DOCUMENT SECTION:
-- -- --
- Film poster
- Directed by: George Abbott
- Written by: George Abbott (adaptation) Alice Duer Miller (novel)
- Starring: Claudette Colbert Fredric March
- Cinematography: Archie Stout
- Edited by: Otho Lovering
- Music by: Karl Hajos
- Distributed by: Paramount Pictures
- Release date: July 23, 1930;
- Running time: 85 minutes
- Country: United States
- Language: English

= Manslaughter (1930 film) =

1930 film

Manslaughter is a 1930 American pre-Code drama film directed by George Abbott, and starring Claudette Colbert and Fredric March. An original print of the film is saved in the UCLA Film and Television Archive. This film is a sound remake of Cecil B. DeMille's 1922 silent classic Manslaughter. Paramount also released a French-language version of this 1930 film as The Indictment, directed by Dimitri Buchowetzki.
-- -- --
DATA SHOWN:
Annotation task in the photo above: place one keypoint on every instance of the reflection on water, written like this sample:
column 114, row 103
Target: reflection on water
-- -- --
EXERCISE SET:
A) In the article on the 1930 film Manslaughter, reproduce word for word the passage that starts with "Manslaughter is a" and ends after "by Dimitri Buchowetzki.".
B) According to the article on the 1930 film Manslaughter, under what title did Paramount release the French-language version, and who directed it?

FINAL RESULTS:
A)
Manslaughter is a 1930 American pre-Code drama film directed by George Abbott, and starring Claudette Colbert and Fredric March. An original print of the film is saved in the UCLA Film and Television Archive. This film is a sound remake of Cecil B. DeMille's 1922 silent classic Manslaughter. Paramount also released a French-language version of this 1930 film as The Indictment, directed by Dimitri Buchowetzki.

B) It was released as The Indictment and directed by Dimitri Buchowetzki.